* Assignment *
Copy out only those lines running from the line with "box: [267, 0, 348, 173]" to the end of the listing, keeping each one exactly as it is.

# # # #

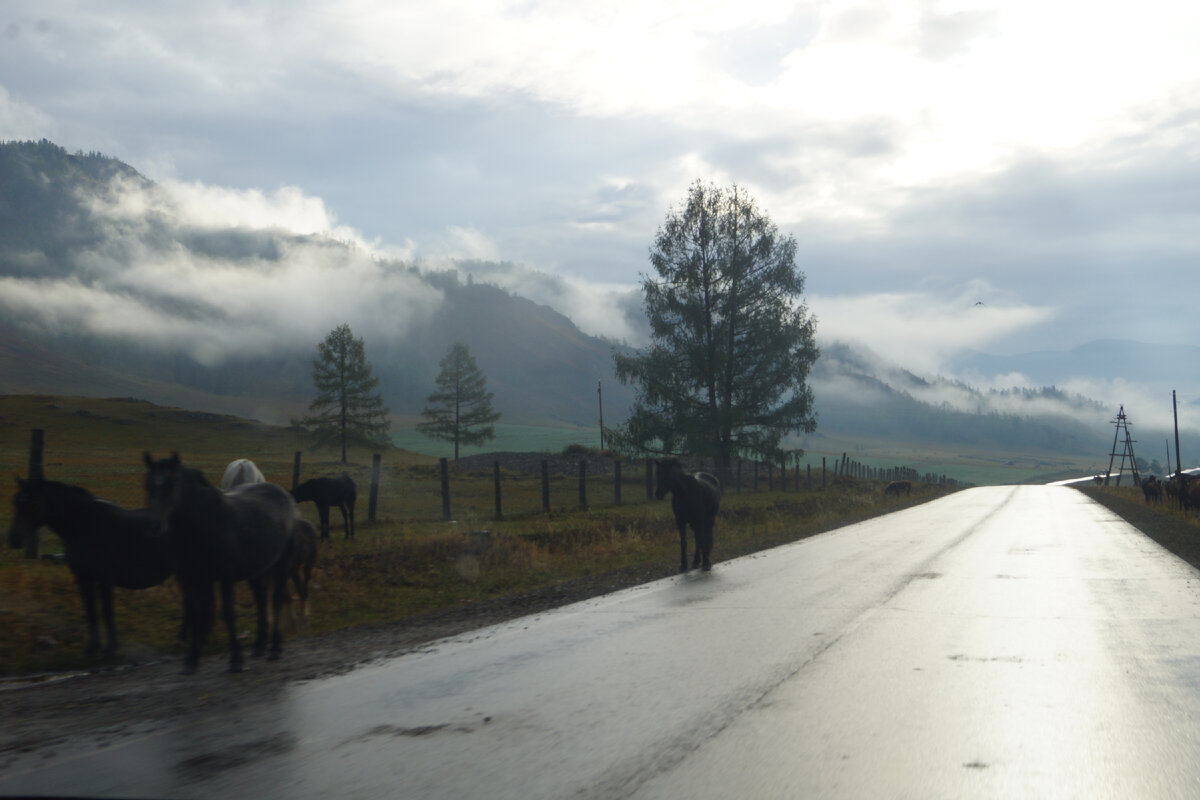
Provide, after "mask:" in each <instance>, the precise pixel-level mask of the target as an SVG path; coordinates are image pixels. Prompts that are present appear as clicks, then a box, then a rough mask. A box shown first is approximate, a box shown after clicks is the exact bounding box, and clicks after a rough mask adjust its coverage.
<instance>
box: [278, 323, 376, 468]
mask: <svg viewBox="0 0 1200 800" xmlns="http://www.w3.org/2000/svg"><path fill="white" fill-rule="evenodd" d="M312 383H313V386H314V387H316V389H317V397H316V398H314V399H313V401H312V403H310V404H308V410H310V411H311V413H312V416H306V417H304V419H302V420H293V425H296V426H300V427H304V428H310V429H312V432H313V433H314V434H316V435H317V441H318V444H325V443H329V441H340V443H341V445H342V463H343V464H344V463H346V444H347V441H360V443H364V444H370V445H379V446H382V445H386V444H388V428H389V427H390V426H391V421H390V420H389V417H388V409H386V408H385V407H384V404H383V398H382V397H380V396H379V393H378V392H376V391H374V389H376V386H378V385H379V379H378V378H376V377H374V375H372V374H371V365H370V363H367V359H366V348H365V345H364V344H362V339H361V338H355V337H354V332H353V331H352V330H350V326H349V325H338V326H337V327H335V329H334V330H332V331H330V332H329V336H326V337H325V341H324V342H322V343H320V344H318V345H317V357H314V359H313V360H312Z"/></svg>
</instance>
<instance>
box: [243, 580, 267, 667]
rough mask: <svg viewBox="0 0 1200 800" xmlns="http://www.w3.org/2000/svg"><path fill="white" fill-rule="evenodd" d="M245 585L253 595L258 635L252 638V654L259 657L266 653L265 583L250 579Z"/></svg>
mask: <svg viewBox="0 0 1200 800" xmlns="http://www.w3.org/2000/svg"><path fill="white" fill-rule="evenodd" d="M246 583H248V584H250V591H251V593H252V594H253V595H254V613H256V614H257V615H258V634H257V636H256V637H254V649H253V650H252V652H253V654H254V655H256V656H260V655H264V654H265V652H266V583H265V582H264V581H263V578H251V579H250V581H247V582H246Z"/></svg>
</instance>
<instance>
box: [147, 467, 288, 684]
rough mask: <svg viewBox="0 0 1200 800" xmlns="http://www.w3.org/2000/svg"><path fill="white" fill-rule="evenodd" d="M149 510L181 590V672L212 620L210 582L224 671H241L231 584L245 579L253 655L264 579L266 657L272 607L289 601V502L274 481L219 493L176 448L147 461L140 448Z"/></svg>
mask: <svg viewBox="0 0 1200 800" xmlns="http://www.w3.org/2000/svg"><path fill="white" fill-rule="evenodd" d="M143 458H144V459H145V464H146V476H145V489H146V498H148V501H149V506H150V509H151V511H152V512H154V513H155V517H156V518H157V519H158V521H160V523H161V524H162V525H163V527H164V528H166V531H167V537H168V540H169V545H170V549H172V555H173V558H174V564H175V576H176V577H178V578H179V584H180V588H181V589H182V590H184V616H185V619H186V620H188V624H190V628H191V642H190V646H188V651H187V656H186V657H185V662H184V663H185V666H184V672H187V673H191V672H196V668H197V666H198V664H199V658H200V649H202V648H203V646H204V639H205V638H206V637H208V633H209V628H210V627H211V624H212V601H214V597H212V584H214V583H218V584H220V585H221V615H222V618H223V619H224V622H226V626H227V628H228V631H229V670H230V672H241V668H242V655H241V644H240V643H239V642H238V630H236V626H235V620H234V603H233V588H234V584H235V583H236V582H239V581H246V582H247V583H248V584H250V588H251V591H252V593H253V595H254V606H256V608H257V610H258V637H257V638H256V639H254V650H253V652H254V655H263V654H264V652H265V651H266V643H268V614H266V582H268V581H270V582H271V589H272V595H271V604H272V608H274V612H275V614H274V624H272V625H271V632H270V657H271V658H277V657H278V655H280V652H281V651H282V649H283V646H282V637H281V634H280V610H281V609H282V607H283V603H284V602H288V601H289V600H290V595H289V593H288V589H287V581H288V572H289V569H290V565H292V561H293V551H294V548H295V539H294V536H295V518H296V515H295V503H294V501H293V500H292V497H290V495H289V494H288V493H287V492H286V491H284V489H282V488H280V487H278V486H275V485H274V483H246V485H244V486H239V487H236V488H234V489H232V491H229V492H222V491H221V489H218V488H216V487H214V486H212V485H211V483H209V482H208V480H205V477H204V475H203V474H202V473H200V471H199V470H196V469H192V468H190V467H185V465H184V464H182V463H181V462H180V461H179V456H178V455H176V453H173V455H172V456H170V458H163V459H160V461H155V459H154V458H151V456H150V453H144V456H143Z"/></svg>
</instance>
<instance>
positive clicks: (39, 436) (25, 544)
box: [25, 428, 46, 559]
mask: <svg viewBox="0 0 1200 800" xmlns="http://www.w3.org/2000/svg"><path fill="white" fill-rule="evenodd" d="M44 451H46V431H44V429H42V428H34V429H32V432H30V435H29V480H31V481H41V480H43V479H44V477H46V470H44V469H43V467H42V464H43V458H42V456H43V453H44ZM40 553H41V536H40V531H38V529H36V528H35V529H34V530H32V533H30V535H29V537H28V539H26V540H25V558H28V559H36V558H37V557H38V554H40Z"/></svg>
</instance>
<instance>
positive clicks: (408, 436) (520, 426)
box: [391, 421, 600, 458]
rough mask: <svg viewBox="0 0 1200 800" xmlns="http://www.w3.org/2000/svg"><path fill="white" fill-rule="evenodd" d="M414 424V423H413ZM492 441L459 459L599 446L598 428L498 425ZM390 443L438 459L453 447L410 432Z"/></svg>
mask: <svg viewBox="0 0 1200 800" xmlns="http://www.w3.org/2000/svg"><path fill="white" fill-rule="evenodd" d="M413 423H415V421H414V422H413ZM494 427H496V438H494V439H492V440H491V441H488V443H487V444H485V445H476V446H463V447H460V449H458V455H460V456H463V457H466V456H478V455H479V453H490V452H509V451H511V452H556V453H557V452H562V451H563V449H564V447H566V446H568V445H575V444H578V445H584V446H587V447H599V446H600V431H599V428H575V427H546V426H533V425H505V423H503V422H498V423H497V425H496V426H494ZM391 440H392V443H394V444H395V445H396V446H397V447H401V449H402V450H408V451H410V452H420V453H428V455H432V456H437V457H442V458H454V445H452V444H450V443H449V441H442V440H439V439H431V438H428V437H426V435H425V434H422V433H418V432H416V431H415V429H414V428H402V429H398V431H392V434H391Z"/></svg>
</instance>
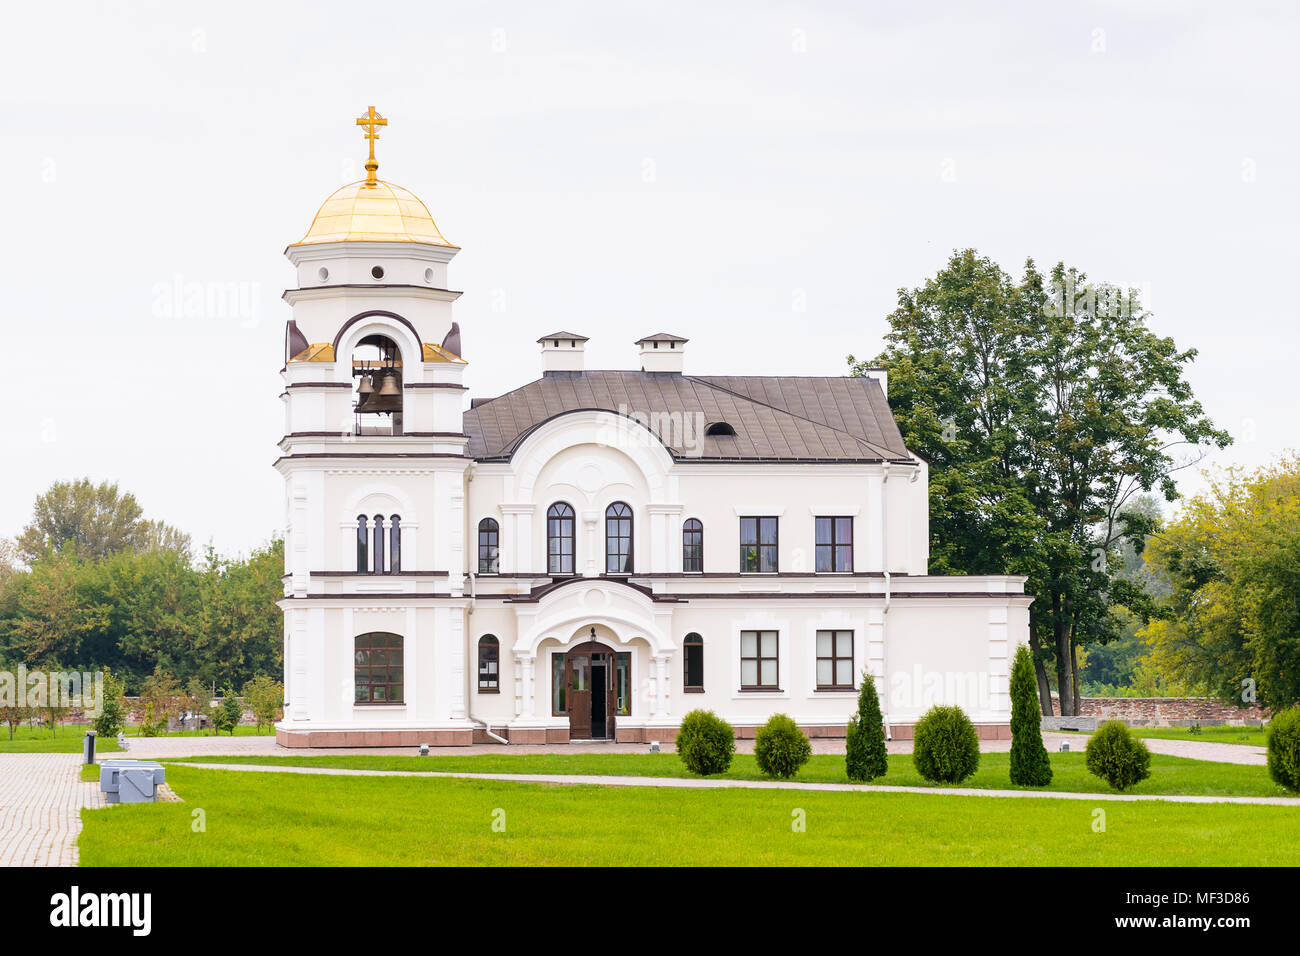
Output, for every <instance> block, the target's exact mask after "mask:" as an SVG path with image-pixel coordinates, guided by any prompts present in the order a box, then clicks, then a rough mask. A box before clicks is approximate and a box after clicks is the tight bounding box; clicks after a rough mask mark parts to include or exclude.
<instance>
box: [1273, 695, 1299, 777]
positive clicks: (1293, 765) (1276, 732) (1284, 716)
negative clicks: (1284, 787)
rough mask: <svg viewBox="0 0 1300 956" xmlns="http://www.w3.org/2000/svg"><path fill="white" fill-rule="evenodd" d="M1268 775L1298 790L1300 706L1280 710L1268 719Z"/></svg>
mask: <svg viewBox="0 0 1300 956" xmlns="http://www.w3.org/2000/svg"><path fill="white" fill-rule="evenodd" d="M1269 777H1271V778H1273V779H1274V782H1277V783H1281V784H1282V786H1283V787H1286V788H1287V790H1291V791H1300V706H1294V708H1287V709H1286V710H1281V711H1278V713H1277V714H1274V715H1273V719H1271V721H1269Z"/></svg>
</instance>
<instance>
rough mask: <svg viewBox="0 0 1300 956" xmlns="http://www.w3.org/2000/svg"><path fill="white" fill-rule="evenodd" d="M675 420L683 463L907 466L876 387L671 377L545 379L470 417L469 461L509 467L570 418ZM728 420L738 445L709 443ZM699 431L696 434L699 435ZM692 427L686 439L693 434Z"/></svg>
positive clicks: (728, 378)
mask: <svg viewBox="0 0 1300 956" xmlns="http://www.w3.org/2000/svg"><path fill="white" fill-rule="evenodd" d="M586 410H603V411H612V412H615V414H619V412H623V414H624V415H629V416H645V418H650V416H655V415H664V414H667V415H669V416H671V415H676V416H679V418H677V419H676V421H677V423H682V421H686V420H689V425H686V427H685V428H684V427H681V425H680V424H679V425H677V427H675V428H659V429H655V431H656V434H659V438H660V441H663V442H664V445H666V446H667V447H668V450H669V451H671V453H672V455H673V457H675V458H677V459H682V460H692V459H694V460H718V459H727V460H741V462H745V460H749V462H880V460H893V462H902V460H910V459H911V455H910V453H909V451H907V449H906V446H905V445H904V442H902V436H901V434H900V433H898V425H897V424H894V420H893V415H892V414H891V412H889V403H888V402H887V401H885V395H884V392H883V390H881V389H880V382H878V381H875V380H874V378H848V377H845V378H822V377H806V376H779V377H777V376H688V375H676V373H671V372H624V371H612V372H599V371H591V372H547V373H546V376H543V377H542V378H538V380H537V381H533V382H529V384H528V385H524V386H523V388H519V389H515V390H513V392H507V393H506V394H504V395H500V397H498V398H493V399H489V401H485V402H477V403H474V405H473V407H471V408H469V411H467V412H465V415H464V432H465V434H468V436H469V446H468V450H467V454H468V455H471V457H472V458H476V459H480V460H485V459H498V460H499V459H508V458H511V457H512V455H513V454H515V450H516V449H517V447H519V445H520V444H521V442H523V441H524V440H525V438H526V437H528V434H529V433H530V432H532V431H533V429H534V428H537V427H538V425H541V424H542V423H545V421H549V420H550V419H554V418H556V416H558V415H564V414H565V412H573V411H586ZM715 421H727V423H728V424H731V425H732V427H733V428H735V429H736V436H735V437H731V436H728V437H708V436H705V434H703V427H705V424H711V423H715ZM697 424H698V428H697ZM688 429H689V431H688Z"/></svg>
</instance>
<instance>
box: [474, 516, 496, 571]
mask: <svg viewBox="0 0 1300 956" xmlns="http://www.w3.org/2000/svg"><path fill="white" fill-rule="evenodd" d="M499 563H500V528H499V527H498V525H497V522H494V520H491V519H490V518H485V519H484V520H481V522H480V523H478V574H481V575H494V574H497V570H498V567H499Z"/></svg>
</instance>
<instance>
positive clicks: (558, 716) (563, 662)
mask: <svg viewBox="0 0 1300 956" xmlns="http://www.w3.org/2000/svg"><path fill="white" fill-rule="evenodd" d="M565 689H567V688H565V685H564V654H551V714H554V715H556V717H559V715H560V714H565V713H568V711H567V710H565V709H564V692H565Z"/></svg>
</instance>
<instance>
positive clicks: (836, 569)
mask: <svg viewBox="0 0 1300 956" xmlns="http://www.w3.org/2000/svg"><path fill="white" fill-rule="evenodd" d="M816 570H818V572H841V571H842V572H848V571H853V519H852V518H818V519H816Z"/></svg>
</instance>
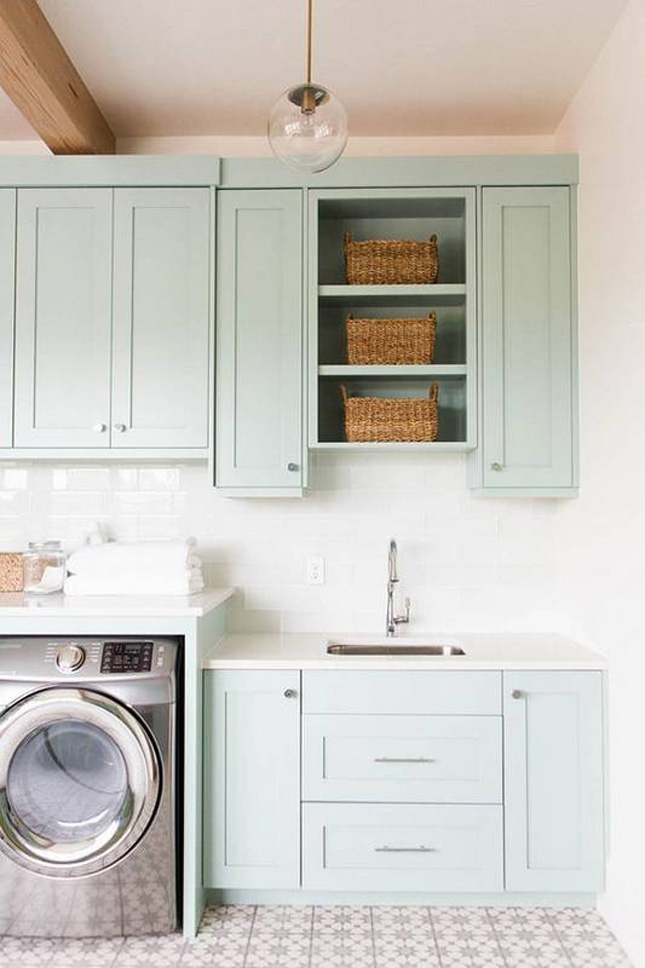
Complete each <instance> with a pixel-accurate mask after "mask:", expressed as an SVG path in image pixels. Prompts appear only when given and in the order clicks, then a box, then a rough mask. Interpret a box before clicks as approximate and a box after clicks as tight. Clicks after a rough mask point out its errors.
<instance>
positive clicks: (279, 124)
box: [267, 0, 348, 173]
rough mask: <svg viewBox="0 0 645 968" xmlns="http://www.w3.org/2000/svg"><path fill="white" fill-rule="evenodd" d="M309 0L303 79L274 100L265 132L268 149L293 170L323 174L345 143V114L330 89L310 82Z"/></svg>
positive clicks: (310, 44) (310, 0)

# # # #

* Result of the exercise *
box: [267, 0, 348, 173]
rough mask: <svg viewBox="0 0 645 968" xmlns="http://www.w3.org/2000/svg"><path fill="white" fill-rule="evenodd" d="M309 0L303 79L274 100L265 132L268 149L293 170L323 174L345 143V114L330 89L310 82Z"/></svg>
positive clicks: (310, 44) (310, 0)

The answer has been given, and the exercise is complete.